-- START DATASET EXTRACT --

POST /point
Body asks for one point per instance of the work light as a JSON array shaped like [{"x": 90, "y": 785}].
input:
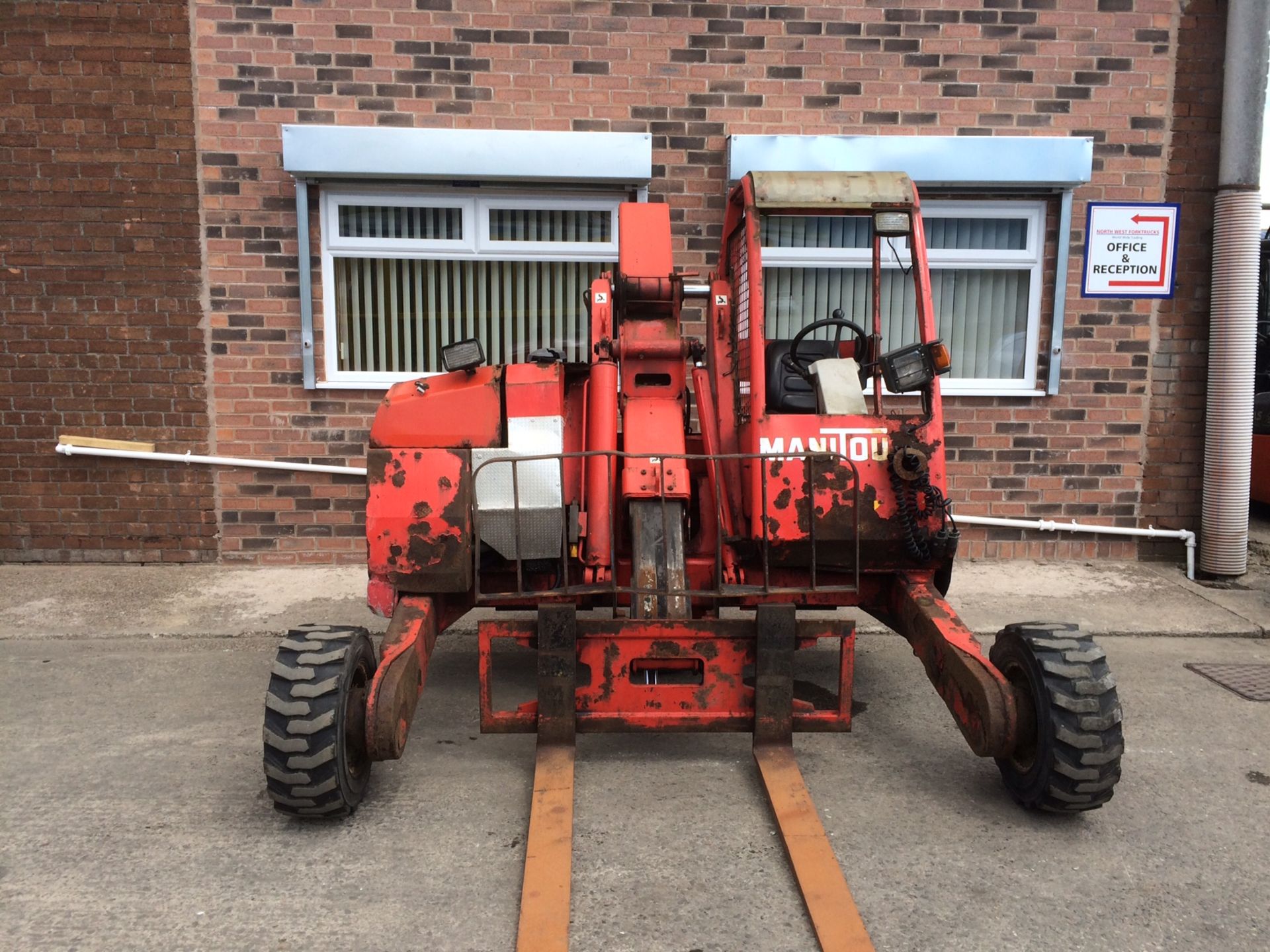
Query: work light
[{"x": 915, "y": 366}]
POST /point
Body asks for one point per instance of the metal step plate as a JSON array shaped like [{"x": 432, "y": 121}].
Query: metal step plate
[{"x": 1249, "y": 681}]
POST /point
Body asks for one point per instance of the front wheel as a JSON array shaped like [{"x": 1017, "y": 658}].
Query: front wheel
[
  {"x": 316, "y": 757},
  {"x": 1070, "y": 735}
]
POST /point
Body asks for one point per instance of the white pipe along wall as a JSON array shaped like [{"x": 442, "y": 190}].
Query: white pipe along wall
[
  {"x": 1236, "y": 260},
  {"x": 1042, "y": 524}
]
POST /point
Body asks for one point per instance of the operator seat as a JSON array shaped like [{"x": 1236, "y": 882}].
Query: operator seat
[{"x": 788, "y": 393}]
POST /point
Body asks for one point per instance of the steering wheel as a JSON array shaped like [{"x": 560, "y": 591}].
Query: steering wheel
[{"x": 802, "y": 366}]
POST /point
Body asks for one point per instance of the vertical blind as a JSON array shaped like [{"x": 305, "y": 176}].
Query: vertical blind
[
  {"x": 400, "y": 222},
  {"x": 394, "y": 311},
  {"x": 981, "y": 313},
  {"x": 550, "y": 225},
  {"x": 394, "y": 315}
]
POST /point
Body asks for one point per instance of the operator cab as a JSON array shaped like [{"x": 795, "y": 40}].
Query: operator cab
[{"x": 808, "y": 375}]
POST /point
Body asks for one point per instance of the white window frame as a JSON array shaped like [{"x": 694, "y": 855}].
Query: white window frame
[
  {"x": 1032, "y": 257},
  {"x": 474, "y": 245}
]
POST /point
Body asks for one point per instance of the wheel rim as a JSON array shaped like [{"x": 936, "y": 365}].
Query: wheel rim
[
  {"x": 355, "y": 724},
  {"x": 1023, "y": 758}
]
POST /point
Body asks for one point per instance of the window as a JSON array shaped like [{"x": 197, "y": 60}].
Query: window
[
  {"x": 986, "y": 281},
  {"x": 404, "y": 273}
]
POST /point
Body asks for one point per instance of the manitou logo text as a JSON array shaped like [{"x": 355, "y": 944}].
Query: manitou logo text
[{"x": 857, "y": 444}]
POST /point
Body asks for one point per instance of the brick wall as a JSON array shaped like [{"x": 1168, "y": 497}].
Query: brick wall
[
  {"x": 1171, "y": 488},
  {"x": 99, "y": 282},
  {"x": 691, "y": 74}
]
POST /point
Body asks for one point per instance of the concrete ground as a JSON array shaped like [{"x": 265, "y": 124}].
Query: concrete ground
[{"x": 135, "y": 814}]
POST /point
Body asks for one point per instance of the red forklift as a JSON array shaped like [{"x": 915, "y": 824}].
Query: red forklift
[{"x": 666, "y": 554}]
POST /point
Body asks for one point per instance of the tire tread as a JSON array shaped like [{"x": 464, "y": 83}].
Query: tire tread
[
  {"x": 1083, "y": 713},
  {"x": 302, "y": 720}
]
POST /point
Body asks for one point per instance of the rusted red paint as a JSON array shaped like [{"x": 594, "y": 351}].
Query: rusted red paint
[
  {"x": 751, "y": 524},
  {"x": 625, "y": 692},
  {"x": 418, "y": 520},
  {"x": 977, "y": 694},
  {"x": 444, "y": 411},
  {"x": 534, "y": 390},
  {"x": 399, "y": 677}
]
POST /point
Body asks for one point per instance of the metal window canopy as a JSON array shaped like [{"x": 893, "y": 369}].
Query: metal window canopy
[
  {"x": 960, "y": 163},
  {"x": 317, "y": 153}
]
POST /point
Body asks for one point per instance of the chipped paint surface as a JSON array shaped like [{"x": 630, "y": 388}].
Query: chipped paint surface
[{"x": 418, "y": 518}]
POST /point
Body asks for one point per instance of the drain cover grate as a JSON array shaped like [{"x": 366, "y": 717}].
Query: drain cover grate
[{"x": 1248, "y": 681}]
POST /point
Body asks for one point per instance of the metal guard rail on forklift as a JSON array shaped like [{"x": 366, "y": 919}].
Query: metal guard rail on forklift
[{"x": 722, "y": 589}]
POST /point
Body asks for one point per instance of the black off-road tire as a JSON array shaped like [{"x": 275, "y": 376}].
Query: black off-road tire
[
  {"x": 316, "y": 760},
  {"x": 1071, "y": 739}
]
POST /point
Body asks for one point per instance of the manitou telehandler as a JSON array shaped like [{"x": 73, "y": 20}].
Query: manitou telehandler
[{"x": 813, "y": 479}]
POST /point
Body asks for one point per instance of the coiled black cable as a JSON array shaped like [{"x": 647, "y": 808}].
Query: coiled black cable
[{"x": 916, "y": 539}]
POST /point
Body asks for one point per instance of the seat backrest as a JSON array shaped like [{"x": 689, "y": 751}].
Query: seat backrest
[{"x": 786, "y": 390}]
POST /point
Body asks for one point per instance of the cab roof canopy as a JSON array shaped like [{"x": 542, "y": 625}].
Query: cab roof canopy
[{"x": 832, "y": 190}]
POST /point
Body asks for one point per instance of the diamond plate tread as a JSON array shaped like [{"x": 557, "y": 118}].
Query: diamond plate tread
[{"x": 1249, "y": 681}]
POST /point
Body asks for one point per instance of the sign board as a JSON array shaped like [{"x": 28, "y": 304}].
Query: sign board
[{"x": 1130, "y": 251}]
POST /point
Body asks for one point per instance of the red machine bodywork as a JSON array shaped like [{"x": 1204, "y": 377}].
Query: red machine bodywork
[{"x": 671, "y": 524}]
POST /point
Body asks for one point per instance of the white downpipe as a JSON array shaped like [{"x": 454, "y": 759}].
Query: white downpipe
[
  {"x": 1236, "y": 260},
  {"x": 1049, "y": 526},
  {"x": 67, "y": 450}
]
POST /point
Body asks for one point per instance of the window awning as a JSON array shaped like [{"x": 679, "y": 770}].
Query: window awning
[
  {"x": 1038, "y": 163},
  {"x": 507, "y": 155}
]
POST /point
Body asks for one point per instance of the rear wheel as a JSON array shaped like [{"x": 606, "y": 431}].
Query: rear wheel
[
  {"x": 1070, "y": 735},
  {"x": 316, "y": 758}
]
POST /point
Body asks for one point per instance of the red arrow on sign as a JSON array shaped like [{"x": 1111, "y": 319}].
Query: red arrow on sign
[{"x": 1164, "y": 254}]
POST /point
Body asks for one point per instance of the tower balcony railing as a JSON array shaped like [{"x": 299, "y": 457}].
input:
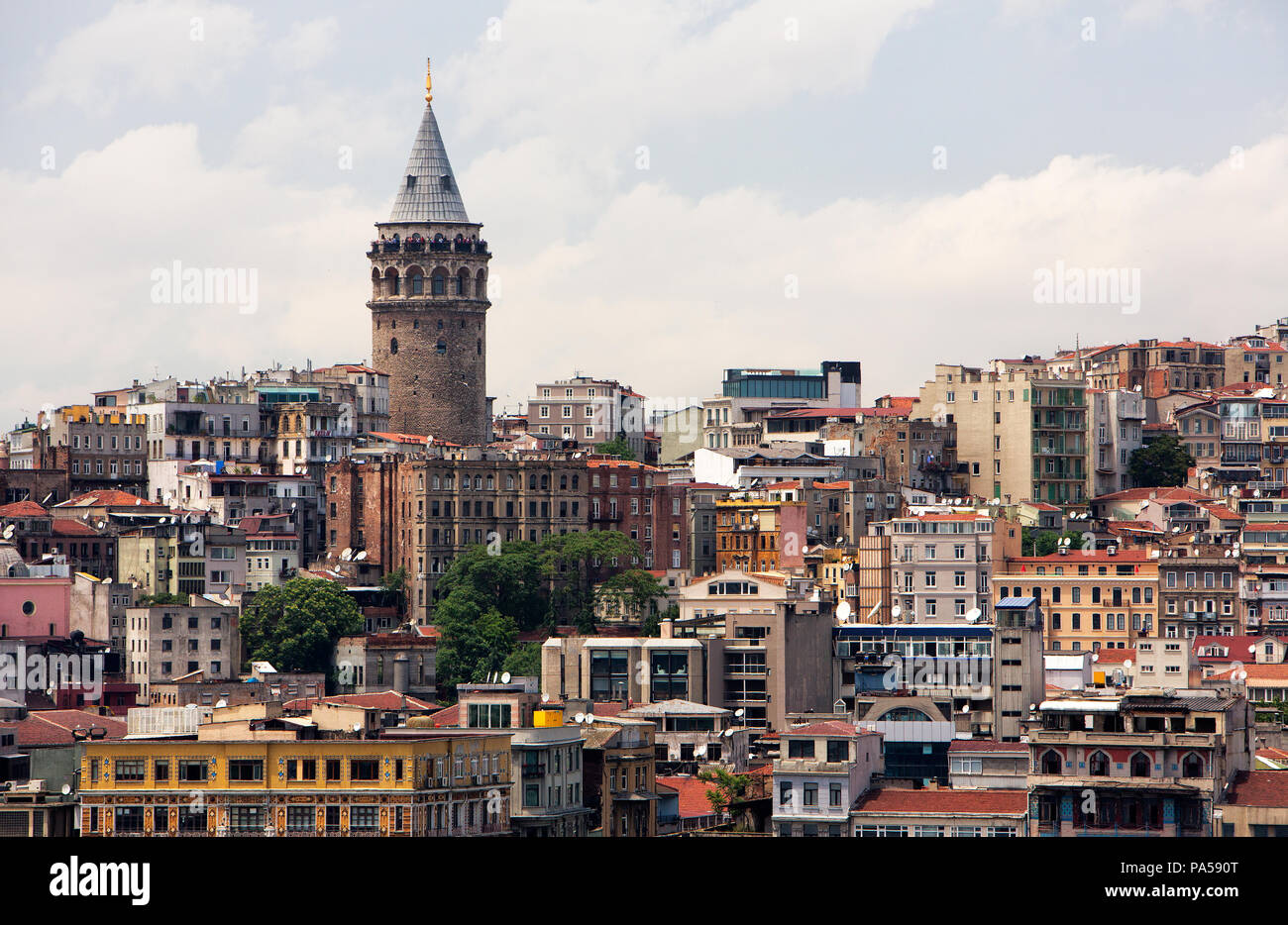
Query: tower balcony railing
[{"x": 439, "y": 244}]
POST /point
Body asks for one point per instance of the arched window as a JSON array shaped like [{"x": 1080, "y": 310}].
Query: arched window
[
  {"x": 905, "y": 715},
  {"x": 1192, "y": 766}
]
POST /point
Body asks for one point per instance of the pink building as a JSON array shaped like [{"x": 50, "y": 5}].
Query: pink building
[{"x": 35, "y": 607}]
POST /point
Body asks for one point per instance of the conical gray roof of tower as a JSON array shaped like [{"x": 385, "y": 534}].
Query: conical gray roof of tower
[{"x": 428, "y": 191}]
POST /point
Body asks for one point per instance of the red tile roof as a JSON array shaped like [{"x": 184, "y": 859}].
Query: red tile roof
[
  {"x": 108, "y": 497},
  {"x": 449, "y": 716},
  {"x": 944, "y": 801},
  {"x": 54, "y": 727},
  {"x": 1081, "y": 557},
  {"x": 384, "y": 700},
  {"x": 825, "y": 728},
  {"x": 987, "y": 745},
  {"x": 694, "y": 795},
  {"x": 398, "y": 438},
  {"x": 1260, "y": 788},
  {"x": 24, "y": 509}
]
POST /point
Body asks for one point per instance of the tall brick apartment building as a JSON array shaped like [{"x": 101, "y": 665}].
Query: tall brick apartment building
[
  {"x": 420, "y": 513},
  {"x": 639, "y": 501},
  {"x": 429, "y": 300}
]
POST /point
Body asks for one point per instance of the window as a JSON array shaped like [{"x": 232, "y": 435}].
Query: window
[
  {"x": 240, "y": 770},
  {"x": 130, "y": 770},
  {"x": 800, "y": 748}
]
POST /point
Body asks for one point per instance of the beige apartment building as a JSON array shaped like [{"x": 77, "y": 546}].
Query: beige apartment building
[
  {"x": 589, "y": 411},
  {"x": 1107, "y": 598},
  {"x": 940, "y": 565},
  {"x": 1020, "y": 432},
  {"x": 769, "y": 645},
  {"x": 168, "y": 642}
]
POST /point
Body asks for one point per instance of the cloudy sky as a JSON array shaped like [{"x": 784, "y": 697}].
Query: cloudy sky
[{"x": 669, "y": 188}]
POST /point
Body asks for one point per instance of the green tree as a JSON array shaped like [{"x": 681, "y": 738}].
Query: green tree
[
  {"x": 725, "y": 790},
  {"x": 489, "y": 594},
  {"x": 476, "y": 639},
  {"x": 618, "y": 446},
  {"x": 634, "y": 591},
  {"x": 295, "y": 625},
  {"x": 1166, "y": 462}
]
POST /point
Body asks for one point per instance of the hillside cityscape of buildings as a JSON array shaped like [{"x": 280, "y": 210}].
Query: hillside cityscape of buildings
[{"x": 1042, "y": 596}]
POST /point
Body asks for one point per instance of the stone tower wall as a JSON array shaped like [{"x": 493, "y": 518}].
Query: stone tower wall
[{"x": 438, "y": 372}]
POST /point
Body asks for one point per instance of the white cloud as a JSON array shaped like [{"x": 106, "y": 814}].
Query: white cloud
[
  {"x": 308, "y": 44},
  {"x": 146, "y": 48}
]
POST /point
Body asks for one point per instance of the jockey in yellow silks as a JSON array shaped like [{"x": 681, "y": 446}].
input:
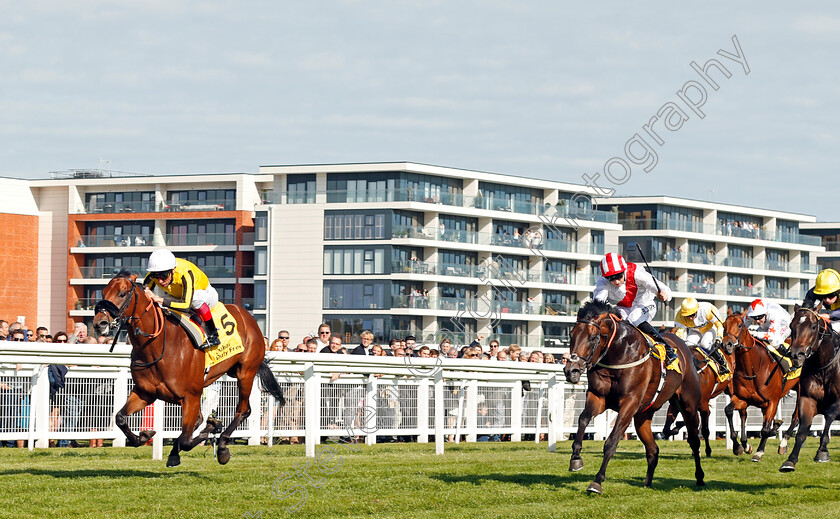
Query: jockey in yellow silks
[
  {"x": 698, "y": 325},
  {"x": 188, "y": 286}
]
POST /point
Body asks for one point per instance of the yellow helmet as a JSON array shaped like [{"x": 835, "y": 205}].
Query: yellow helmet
[
  {"x": 828, "y": 282},
  {"x": 689, "y": 306}
]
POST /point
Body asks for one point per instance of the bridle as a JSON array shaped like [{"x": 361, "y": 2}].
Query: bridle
[
  {"x": 587, "y": 362},
  {"x": 121, "y": 318}
]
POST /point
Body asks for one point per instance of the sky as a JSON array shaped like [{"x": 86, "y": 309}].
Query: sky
[{"x": 541, "y": 89}]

-- END DATASET EXTRACT --

## WRITTEN EXERCISE
Gather every line in the listing above that contains the word "canopy". Treat case as significant.

## TASK RESULT
Body asks for one point per instance of the metal window canopy as a JSON array shaped like [{"x": 893, "y": 369}].
Query: metal window canopy
Body asks for one point per instance of the cab roof canopy as a JSON array shaped like [{"x": 542, "y": 625}].
Query: cab roof canopy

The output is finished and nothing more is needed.